* Instructions to follow *
Scan the entries for the word "below". Every line that has it should be copied.

Point localization data:

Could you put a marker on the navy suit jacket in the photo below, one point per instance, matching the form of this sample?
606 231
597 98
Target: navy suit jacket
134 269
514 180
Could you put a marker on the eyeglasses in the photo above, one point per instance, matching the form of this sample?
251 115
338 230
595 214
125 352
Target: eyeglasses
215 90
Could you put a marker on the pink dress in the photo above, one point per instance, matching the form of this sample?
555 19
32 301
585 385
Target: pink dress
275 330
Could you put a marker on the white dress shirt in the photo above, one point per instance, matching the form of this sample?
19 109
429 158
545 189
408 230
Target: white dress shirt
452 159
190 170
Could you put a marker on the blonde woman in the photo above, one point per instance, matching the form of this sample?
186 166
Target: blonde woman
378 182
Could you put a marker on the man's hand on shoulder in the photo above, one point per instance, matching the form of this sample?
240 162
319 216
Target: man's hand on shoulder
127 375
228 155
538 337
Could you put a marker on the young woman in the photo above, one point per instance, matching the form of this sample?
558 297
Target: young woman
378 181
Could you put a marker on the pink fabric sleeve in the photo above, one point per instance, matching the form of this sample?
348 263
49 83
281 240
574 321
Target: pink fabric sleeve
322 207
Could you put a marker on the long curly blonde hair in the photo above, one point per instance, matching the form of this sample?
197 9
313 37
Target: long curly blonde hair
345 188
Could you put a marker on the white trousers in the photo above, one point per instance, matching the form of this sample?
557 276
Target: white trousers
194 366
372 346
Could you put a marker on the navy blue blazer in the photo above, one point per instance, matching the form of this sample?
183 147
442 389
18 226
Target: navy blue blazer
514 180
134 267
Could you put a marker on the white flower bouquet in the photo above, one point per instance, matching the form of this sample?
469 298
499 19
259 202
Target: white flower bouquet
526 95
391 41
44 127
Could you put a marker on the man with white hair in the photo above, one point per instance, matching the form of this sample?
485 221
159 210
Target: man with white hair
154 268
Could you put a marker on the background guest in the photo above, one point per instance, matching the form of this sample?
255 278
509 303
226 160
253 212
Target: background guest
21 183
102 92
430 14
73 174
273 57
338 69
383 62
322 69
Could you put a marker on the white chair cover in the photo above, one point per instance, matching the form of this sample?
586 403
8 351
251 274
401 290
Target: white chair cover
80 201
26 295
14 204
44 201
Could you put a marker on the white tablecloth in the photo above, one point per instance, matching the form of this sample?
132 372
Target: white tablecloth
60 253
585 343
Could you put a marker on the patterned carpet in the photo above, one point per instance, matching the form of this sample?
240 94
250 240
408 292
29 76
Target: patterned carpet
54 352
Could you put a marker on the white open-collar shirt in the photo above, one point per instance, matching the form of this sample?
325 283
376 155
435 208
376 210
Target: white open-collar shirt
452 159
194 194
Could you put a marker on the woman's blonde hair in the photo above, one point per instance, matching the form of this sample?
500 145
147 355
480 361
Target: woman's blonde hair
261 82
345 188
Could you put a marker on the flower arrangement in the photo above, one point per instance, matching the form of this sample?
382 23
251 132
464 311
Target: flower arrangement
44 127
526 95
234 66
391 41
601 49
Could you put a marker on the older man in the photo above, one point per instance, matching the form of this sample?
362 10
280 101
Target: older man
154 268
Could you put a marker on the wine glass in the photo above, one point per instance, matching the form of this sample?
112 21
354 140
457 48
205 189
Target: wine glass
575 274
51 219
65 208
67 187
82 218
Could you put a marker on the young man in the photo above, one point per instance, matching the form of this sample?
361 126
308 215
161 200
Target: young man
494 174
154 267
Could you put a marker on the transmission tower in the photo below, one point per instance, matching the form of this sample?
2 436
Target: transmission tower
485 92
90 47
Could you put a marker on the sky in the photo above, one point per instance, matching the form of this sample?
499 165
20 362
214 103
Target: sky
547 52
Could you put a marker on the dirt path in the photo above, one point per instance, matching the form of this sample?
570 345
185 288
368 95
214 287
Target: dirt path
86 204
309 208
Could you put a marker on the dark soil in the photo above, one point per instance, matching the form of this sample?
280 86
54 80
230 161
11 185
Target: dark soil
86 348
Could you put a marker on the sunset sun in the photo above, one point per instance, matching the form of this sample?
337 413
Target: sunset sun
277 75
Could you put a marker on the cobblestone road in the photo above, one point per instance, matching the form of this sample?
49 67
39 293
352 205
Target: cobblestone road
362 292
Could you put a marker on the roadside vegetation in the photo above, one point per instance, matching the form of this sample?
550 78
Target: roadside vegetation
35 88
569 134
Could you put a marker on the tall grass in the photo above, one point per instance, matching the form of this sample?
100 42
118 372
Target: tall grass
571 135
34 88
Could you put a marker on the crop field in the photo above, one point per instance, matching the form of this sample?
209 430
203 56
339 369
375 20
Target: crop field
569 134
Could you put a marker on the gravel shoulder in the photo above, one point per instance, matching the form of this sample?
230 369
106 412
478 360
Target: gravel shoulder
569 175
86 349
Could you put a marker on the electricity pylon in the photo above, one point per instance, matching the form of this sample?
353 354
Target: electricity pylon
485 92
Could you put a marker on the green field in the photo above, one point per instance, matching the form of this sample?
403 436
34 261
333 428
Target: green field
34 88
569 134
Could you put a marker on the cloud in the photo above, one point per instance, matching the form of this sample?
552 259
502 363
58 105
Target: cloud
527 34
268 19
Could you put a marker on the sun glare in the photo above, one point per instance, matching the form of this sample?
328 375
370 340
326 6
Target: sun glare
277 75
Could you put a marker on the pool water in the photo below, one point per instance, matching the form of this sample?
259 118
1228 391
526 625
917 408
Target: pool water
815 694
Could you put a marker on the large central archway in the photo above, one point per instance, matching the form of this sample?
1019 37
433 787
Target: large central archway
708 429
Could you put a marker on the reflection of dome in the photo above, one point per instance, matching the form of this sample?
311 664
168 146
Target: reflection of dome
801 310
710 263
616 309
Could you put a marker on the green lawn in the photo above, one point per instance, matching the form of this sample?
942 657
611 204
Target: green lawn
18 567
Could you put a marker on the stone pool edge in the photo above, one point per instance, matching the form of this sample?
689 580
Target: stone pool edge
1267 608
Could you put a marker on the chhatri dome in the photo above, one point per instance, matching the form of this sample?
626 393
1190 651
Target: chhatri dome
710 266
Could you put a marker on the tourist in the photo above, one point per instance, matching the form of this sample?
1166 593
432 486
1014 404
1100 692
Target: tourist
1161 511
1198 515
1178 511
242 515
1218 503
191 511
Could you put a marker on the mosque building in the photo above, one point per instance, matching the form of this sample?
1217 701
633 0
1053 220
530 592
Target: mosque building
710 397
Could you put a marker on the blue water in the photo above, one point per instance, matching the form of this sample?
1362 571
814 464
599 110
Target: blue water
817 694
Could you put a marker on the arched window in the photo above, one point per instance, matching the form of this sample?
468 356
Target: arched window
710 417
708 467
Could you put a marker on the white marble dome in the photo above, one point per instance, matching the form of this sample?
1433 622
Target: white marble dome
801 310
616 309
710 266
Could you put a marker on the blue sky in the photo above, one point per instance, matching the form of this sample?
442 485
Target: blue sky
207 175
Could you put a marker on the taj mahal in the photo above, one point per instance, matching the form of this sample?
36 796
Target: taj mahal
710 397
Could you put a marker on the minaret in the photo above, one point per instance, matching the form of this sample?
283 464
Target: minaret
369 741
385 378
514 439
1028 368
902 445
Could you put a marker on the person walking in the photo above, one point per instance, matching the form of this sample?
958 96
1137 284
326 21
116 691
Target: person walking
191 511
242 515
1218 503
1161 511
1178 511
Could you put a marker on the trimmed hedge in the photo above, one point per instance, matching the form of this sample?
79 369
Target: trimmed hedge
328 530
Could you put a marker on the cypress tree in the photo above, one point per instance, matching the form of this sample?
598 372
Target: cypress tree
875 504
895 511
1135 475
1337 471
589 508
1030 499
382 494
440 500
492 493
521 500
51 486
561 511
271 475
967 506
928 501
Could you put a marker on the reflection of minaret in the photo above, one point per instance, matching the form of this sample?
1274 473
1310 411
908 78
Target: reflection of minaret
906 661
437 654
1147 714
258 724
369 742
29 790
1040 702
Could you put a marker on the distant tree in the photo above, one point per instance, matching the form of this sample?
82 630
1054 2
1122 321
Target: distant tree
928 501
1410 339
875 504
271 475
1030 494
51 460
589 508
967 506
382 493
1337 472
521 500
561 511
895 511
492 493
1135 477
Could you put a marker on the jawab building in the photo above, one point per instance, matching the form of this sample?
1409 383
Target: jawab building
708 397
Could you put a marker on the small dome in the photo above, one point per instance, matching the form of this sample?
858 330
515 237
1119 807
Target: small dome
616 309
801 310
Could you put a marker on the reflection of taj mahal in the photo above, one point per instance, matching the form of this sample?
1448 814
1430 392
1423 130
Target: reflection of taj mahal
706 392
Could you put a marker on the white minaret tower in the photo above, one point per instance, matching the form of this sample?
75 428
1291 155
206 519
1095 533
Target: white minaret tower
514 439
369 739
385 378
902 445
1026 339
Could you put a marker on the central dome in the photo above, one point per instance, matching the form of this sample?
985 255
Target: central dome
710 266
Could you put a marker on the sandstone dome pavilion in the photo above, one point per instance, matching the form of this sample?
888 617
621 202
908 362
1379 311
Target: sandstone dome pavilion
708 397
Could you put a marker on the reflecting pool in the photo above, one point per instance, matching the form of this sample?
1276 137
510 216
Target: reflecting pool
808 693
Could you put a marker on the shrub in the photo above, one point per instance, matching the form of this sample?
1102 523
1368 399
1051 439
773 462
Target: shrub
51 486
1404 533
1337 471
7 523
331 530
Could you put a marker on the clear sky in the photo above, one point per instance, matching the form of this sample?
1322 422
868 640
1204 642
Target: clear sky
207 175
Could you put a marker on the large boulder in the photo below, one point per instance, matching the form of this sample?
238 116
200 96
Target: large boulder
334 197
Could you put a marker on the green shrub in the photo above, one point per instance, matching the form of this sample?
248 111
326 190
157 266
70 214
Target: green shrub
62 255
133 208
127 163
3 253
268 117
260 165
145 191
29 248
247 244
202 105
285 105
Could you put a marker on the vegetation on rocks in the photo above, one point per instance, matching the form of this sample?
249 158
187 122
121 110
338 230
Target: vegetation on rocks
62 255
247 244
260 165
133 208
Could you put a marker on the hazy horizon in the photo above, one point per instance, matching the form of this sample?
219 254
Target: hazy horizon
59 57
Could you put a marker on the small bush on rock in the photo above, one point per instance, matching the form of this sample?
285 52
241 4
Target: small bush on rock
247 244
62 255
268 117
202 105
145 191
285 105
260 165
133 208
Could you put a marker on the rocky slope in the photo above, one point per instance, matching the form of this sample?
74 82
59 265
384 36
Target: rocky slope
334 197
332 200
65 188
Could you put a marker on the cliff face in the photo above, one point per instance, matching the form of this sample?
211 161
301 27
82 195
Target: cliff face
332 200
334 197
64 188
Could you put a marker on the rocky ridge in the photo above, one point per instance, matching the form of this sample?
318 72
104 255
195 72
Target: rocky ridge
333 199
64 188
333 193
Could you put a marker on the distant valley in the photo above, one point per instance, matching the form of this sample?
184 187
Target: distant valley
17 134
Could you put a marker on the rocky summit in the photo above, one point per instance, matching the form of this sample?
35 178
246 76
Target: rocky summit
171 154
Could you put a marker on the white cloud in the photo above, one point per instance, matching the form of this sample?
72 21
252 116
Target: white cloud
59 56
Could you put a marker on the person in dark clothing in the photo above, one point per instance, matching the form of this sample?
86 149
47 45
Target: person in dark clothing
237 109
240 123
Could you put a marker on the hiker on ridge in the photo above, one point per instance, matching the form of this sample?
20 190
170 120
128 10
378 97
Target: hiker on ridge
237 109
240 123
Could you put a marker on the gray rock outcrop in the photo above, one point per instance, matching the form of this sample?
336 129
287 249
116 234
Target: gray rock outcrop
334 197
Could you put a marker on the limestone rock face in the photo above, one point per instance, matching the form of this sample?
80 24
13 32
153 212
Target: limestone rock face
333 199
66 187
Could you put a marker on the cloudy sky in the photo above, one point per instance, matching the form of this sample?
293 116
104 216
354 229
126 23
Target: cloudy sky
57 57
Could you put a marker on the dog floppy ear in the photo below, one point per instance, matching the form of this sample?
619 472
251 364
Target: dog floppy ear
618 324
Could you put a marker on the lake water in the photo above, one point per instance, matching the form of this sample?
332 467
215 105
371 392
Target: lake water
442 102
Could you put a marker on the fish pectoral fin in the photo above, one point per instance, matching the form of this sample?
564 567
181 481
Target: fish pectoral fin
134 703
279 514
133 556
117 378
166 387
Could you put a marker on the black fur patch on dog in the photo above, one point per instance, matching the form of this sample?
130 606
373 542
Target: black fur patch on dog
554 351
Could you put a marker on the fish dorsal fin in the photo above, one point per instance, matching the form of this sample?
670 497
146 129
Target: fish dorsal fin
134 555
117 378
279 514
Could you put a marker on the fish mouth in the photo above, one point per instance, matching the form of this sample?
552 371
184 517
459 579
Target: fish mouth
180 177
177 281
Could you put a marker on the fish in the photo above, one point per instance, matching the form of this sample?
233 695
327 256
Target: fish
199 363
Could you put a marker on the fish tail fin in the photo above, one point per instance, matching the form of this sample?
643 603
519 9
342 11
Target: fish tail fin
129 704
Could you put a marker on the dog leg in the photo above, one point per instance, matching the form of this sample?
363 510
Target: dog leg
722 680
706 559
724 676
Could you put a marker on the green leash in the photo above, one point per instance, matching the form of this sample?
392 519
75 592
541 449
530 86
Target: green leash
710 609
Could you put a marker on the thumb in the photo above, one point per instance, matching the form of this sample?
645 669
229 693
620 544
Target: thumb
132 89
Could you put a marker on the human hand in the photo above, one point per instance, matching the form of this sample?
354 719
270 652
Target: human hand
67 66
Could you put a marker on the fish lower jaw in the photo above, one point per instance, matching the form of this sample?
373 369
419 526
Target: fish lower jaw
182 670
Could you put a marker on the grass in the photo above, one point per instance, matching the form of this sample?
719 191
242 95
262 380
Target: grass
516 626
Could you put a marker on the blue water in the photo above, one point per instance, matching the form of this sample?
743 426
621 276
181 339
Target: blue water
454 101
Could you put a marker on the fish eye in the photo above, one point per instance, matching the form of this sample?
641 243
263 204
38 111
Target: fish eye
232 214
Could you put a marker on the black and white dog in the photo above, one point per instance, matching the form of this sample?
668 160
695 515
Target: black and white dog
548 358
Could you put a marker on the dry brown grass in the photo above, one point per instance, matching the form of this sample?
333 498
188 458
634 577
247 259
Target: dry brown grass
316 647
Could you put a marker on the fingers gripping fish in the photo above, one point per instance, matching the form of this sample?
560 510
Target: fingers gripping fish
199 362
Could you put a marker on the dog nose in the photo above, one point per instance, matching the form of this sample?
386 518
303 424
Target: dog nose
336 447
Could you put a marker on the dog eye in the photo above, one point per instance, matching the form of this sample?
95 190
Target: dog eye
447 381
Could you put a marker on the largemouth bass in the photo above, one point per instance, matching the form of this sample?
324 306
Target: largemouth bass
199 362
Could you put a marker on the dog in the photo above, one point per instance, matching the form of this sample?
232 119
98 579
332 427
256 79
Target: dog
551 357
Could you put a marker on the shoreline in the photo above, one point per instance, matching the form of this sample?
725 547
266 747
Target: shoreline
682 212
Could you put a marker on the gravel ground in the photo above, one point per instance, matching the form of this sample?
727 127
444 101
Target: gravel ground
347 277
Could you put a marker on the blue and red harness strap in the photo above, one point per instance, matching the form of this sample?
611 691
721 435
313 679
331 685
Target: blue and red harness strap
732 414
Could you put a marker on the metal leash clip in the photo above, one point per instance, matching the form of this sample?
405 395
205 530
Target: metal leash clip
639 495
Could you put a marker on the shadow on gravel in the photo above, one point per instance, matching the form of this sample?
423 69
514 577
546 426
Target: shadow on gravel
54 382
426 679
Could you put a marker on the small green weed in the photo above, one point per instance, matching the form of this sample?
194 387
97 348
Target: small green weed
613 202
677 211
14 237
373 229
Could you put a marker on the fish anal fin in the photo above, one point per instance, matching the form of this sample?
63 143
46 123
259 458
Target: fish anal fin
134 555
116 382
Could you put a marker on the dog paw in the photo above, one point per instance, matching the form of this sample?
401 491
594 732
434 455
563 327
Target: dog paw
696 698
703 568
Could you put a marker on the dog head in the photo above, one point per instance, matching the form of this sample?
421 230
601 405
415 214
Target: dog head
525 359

* Result for this task *
Could you put a marker on the navy suit jacket in the photo below, one point per instance, matching the form of this sample?
Could you put a marker on the transmission tower in the photo below, one point per instance, matching the form of this sample?
Could you put a marker on the pool water in the photo below, one point per instance, matching the form of this sample?
Could you put a marker on the large boulder in the photo below, one point per instance, matching the form of this sample?
Could you put a marker on the dog floppy ear in the photo below, one point per instance, matching the form of this sample?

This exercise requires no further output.